▼▼▼

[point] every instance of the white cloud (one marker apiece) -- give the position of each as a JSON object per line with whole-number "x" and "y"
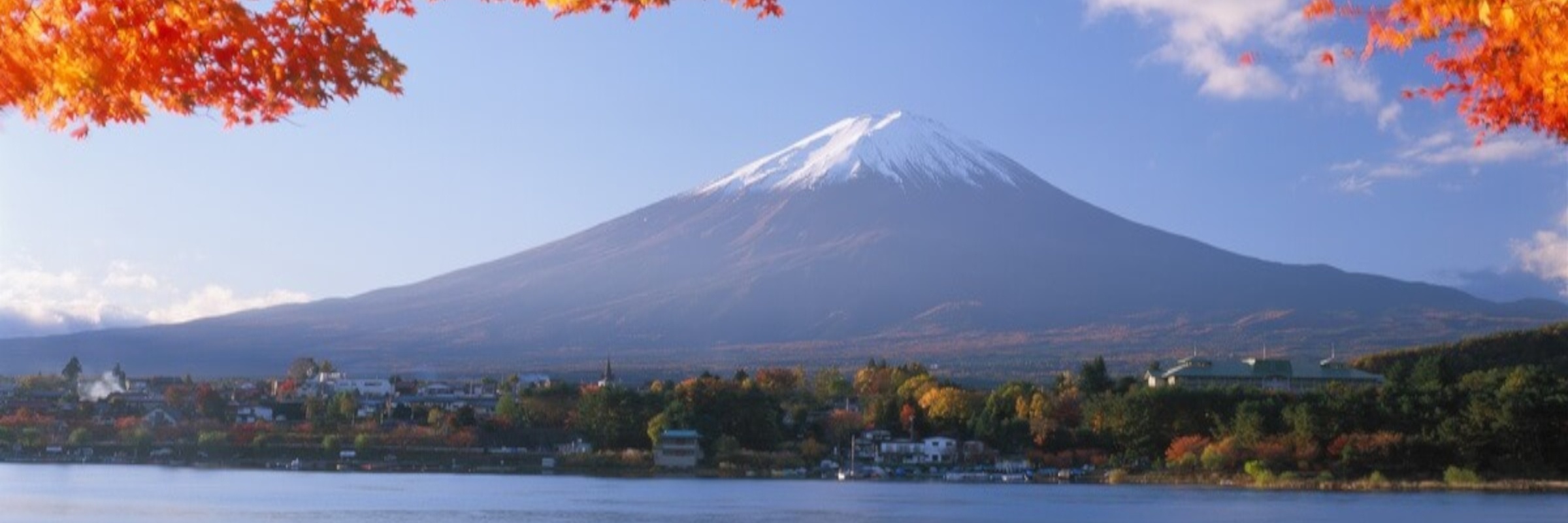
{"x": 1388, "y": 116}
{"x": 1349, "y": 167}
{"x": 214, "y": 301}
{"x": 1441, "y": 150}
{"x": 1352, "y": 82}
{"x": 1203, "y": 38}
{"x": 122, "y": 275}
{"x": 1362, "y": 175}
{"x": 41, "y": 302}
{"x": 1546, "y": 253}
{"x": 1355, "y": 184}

▲▲▲
▼▼▼

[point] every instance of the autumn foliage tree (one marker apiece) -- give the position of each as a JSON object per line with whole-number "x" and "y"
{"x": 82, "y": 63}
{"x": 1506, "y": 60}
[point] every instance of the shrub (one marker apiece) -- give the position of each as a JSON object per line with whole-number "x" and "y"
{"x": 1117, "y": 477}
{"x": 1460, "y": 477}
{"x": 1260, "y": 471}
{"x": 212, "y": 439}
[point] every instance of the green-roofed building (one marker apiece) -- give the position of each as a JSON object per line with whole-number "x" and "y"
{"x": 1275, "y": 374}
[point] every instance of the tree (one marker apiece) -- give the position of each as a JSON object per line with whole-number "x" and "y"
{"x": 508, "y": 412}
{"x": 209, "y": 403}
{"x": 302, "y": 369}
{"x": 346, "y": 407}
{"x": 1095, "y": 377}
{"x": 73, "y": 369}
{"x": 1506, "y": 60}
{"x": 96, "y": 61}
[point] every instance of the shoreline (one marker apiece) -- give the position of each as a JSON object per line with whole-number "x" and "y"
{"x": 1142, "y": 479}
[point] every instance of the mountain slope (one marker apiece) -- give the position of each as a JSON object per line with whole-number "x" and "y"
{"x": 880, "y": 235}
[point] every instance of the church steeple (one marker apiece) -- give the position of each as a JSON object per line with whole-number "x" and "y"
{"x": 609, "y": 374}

▲▲▲

- **EXERCISE TASK**
Report how many lines of the records above contain the string "tree", treating uppercase and lowercase as different, and give only the number.

- **WRITTEN RESPONSE**
2